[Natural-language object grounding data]
□ □ □ □ □
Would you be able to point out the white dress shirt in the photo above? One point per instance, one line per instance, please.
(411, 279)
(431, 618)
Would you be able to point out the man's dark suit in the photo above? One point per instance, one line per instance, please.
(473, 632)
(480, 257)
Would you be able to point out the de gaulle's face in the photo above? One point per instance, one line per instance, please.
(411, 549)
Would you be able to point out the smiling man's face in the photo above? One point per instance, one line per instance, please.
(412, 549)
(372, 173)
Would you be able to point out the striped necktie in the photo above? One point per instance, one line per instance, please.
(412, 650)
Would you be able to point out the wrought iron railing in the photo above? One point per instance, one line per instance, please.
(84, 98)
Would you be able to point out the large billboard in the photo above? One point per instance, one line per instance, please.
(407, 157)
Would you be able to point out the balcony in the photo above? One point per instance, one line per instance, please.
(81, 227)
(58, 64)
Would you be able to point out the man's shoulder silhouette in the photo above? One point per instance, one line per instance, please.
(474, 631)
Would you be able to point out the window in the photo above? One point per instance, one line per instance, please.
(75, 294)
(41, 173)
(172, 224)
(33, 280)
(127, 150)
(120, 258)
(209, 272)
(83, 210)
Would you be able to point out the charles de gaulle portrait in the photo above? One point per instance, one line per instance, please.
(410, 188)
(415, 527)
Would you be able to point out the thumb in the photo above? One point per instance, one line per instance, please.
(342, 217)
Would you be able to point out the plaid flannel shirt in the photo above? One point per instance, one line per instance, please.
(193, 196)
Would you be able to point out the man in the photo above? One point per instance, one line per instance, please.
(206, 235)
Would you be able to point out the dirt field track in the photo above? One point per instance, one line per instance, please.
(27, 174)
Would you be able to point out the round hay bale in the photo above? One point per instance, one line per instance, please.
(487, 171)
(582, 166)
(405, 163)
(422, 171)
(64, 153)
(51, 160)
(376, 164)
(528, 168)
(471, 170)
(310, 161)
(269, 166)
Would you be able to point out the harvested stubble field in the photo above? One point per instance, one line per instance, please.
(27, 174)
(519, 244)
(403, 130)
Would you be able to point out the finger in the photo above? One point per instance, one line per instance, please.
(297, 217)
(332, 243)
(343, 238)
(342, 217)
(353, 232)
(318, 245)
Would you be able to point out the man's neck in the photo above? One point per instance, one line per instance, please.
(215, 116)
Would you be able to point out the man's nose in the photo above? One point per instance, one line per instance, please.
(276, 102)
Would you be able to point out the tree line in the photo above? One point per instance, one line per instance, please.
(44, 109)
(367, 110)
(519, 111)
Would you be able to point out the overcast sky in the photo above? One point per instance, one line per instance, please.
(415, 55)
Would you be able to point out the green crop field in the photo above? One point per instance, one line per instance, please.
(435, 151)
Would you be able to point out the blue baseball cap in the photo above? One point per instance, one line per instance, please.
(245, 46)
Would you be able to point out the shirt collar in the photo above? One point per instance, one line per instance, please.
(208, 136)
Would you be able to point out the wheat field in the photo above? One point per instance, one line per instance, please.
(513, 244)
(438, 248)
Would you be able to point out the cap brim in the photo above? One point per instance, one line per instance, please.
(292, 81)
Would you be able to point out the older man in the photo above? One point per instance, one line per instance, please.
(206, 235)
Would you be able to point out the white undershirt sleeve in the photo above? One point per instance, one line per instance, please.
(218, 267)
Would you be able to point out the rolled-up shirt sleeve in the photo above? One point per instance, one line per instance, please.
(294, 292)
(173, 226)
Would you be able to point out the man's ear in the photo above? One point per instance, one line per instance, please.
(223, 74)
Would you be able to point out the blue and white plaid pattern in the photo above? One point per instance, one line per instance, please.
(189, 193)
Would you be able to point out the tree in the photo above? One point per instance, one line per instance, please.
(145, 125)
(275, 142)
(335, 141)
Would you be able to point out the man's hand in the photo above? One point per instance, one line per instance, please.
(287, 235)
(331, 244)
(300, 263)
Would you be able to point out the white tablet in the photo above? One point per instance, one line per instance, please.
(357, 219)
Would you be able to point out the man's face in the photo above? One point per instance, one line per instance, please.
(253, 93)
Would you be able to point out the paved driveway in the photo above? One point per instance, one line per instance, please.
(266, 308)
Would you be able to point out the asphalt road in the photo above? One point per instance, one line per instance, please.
□ □ □ □ □
**Required work:**
The whole set of records needs to be written out exactly.

**Exercise answer:**
Would you be able to point out the white dress shirt in the photo above? One point per instance, one line per instance, please.
(411, 279)
(431, 618)
Would you be able to point out the man's dark suit in the photo above? One point per instance, one line per instance, please.
(473, 632)
(480, 257)
Would you be able to point out the de gaulle's face in the photo above? One point per instance, one line per instance, please.
(411, 549)
Would you be able to point out the smiling man's face in the photo above? One point per instance, one line per instance, please.
(412, 549)
(372, 173)
Would you be able to point out the striped necktie in the photo above? One point per instance, one line per instance, please.
(412, 650)
Would you be able to point out the wrought iron railing in the photo above? One point per instance, one line per instance, please.
(84, 98)
Would you be able to point out the large billboard in the photo above? One point per instance, one line per instance, please.
(407, 157)
Would you be able to point out the balcony in the photo above? One point per instance, one line per instance, please.
(81, 227)
(58, 64)
Would you be able to point out the man's shoulder silhouette in the photo above? One point per instance, one line per instance, please.
(474, 631)
Would you be able to point out the window in the photo above? One point per instance, one line per instance, please.
(75, 294)
(41, 173)
(172, 224)
(33, 280)
(127, 150)
(120, 258)
(209, 272)
(83, 210)
Would you be able to point out the charles de gaulle portrait in the photo above? One point per instance, one line per instance, please.
(410, 188)
(415, 527)
Would you be able to point out the thumb in the photo above? One point per instance, one line per instance, please.
(342, 217)
Would you be able to point out the plaid flannel shirt in the photo above? One point per instance, one line per instance, please.
(193, 196)
Would you be able to point out the man in the photo above? One point per instance, one line per instance, please.
(206, 235)
Would you be able to point out the dirt field track in the photo above? One point per instance, one line per instance, please.
(27, 174)
Would you be able to point out the round hay bale in the photo above? One point per instance, one line per instance, please.
(487, 171)
(582, 166)
(405, 163)
(422, 171)
(64, 153)
(51, 160)
(376, 164)
(528, 168)
(471, 170)
(310, 161)
(269, 166)
Would you be able to point out the harvested stubble field in the photo above? One point per instance, one line per instance, please.
(27, 174)
(519, 244)
(403, 130)
Would you be able to point out the finger in the photo above? One point per instance, one line per instance, please.
(297, 217)
(332, 243)
(343, 238)
(342, 217)
(353, 232)
(318, 245)
Would you be able to point out the man's neck in the photo above? One point per instance, one line per instance, please.
(215, 116)
Would you be able to point out the man's nose in the photo above? One point per instance, one line per instance, please.
(276, 102)
Would you be able to point out the tree line in the photo above? One point per instance, one line per instance, please.
(44, 109)
(367, 110)
(519, 111)
Would you be able to point out the overcast sky in the photo above? One point per instance, one line per instance, please.
(415, 55)
Would you be able to point out the green crop field in the photo above? One point per instance, one line per instance, please.
(435, 151)
Would you be able to point out the blue baseball cap in the photo above? One point per instance, one line per instance, please.
(245, 46)
Would you be able to point out the shirt collar in the photo above? One point per instance, one line per instance, please.
(208, 136)
Would you be able to point out the wheat field in the photo above? One point per instance, one line per instance, please.
(513, 244)
(438, 248)
Would you be able to point out the cap brim in the photo above? One point per instance, one line per instance, please.
(292, 81)
Would you be able to point out the older man in the photo above? One point per instance, one line per instance, please.
(206, 235)
Would you be able to point out the white undershirt sleeve in the photo above? One point per instance, one line per instance, please.
(218, 267)
Would you be able to point out the rolled-up shirt sleeve in the photo above? One point per instance, one line per instance, please.
(294, 292)
(173, 226)
Would you be able to point out the man's ear in the photo above? One point per instance, one line per instance, please.
(223, 74)
Would you be able to point out the blue and white plaid pattern in the photo above? One point per instance, one line per instance, please.
(189, 193)
Would you be able to point out the tree in the photo above? One point per instance, one line per instance, please.
(145, 125)
(275, 142)
(335, 141)
Would you be able to point out the man's hand in the photo above? One point per instance, one line per instance, please.
(287, 235)
(331, 244)
(300, 263)
Would you be able to point out the white tablet in the photo above? One point per instance, one line per instance, please.
(357, 219)
Would you be able to point out the man's face in the photo above? One point per instance, one line per instance, please.
(253, 93)
Would you be able to point out the paved driveway in the photo above? One point per instance, one line per instance, please.
(266, 308)
Would you be able to point out the asphalt road in the photo above? One point per instance, one line per instance, please.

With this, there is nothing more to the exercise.